*DATA LINES*
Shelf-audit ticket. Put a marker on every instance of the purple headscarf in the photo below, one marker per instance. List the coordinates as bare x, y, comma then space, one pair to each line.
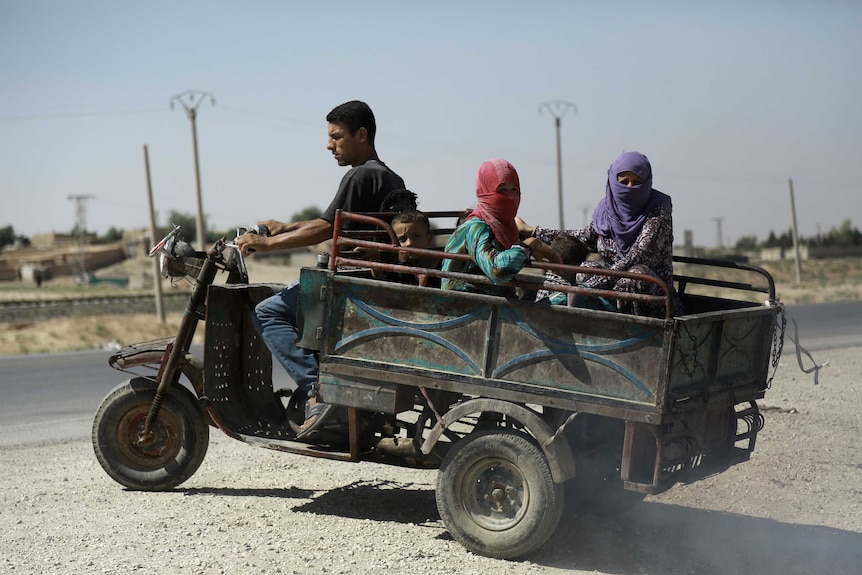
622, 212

--

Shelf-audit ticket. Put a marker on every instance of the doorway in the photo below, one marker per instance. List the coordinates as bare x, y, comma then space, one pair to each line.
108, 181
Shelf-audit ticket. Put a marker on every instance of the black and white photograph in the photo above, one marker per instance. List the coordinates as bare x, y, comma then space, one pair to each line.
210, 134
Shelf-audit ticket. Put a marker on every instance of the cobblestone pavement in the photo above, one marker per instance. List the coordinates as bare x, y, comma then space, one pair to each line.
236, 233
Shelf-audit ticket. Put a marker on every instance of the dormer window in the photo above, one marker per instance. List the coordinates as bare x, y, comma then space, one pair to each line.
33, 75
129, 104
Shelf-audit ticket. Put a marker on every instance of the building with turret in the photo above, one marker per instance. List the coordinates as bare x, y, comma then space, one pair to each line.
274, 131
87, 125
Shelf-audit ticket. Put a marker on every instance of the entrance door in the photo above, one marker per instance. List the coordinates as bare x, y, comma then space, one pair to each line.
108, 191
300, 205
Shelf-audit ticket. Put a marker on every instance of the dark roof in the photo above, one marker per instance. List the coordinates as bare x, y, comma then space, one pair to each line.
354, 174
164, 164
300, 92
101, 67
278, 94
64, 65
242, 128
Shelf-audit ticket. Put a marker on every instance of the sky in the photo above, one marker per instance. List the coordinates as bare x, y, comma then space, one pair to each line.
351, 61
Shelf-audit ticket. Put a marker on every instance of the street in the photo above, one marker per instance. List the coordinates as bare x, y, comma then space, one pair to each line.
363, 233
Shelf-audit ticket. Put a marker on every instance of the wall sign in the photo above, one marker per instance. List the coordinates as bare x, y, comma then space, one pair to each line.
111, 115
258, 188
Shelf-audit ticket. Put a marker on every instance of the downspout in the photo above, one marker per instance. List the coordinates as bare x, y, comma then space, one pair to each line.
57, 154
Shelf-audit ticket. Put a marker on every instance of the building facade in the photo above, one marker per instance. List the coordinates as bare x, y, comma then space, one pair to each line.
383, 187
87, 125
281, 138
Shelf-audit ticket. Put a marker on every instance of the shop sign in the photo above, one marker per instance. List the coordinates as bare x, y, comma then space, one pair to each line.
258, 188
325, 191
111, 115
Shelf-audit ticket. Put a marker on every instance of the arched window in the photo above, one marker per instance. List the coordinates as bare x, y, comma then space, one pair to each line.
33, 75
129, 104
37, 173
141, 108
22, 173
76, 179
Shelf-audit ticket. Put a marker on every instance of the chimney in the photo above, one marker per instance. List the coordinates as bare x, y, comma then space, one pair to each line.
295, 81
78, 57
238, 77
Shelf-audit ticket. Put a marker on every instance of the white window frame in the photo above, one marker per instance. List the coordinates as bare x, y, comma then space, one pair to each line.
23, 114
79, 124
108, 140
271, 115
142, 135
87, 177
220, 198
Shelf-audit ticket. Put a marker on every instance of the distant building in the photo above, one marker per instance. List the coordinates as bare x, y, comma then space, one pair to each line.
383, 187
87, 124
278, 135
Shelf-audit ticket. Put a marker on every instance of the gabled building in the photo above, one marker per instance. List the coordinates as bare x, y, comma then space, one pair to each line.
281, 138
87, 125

*WHAT NEEDS TO BE DONE*
Identify each line in the items above that contains the word "building", and copy every such line.

*WRITTEN SOLUTION*
Shelf-audit ticket. Put a marker on every instance of the building with turret in the photo above, one marker per instance. List the coordinates as bare x, y, comma then space, one pair to each line.
Shelf-audit ticket. Put a marker on every instance of the building facade in the photo above, one marker per instance. List the coordinates as bare x, y, comma then space, one pair to each line.
Shelf-audit ticket. Put a marker on every instance of the distant building in the photo above, one marker per instance. List the coordinates as bare x, y, comma then space, one pair to each line.
Shelf-audit ticket. Put a marker on every instance of the gabled building in the photo above, one marker per instance. List the coordinates as bare x, y, comma then space, one pair to each line.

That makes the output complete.